WHAT THIS TASK INVOLVES.
State where the writer of the blog excerpt below was working when they had to do the humiliating thing they remember.

Now, before you ask, of course I did not put my seven-month-old child in the box, mostly because he started whining when I lowered him in, but also because we have plenty of opportunity to tease him.
“Hey, I’m crazy washcloth head baby! And I want some candy! I don’t have a normal head, I have a damn washcloth growing out of it!”
Yes indeed, a fun weekend was had by all. Well, except for Dog, maybe.
Apr
6
First, let me just acknowledge the awesomeness of the previous entry’s comment section. Everyone who treats a service employee badly should be made to read that list and write a 1603829596-word essay on each incident and why the customer was HORRIBLE and WRONG and deserving of intestinal TOILET SNAKING.
I don’t have any stories that even come close to some of yours, but in reminiscing about my golden years of Dealing with the Great Unwashed Public I randomly remembered this humiliating thing I had to do when I worked at a movie theater.

STORED DATA.
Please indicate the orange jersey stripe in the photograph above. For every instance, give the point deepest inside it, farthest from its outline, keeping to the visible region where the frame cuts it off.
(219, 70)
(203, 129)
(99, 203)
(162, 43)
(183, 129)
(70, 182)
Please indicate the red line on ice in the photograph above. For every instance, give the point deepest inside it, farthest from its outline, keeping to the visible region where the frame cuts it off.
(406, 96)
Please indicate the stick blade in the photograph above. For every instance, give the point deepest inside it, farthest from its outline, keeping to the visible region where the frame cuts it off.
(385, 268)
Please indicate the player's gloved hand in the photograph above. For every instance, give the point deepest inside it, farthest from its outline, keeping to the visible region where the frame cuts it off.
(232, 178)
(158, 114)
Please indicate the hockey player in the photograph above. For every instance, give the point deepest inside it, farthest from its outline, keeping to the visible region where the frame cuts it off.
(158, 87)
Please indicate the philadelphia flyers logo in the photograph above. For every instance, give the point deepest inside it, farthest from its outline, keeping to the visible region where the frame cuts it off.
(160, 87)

==

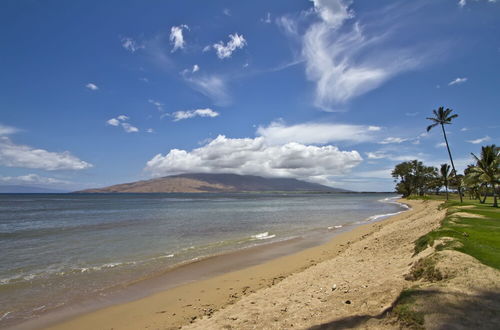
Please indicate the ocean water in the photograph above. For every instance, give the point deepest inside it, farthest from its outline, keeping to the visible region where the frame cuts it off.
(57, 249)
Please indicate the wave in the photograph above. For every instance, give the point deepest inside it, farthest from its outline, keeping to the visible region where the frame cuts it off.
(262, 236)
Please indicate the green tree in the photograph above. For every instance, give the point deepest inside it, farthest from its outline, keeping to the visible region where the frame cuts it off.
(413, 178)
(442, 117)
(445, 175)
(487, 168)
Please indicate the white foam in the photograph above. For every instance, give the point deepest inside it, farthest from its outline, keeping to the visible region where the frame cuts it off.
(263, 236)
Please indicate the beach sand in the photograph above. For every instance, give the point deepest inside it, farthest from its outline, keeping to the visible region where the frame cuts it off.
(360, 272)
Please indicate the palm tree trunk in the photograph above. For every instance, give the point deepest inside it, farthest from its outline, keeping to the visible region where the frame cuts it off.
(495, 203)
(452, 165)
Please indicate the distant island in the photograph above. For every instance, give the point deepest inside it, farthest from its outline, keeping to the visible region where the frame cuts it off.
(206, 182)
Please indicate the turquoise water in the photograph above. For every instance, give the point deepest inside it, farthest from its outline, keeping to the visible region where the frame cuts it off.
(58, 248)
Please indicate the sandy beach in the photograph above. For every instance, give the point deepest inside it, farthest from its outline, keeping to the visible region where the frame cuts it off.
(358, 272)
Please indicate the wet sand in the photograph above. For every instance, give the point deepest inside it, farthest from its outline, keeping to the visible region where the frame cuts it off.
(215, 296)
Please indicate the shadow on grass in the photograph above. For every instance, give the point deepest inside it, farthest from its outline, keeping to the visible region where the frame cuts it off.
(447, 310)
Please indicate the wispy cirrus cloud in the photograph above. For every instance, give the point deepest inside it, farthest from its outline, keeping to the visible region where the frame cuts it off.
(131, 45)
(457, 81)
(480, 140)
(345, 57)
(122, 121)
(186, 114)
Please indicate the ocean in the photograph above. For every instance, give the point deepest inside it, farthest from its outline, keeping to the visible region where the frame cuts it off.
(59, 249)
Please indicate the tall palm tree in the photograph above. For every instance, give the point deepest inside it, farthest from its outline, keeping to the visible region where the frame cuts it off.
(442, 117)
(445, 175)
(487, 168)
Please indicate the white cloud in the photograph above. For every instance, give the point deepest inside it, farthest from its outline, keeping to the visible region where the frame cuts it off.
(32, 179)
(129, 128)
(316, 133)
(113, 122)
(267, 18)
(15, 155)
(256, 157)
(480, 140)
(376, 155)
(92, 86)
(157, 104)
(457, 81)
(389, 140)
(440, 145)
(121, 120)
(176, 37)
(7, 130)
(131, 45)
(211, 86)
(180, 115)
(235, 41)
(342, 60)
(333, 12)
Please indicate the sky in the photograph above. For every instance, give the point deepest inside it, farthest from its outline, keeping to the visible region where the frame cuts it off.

OUTPUT FOR THIS TASK.
At a movie theater.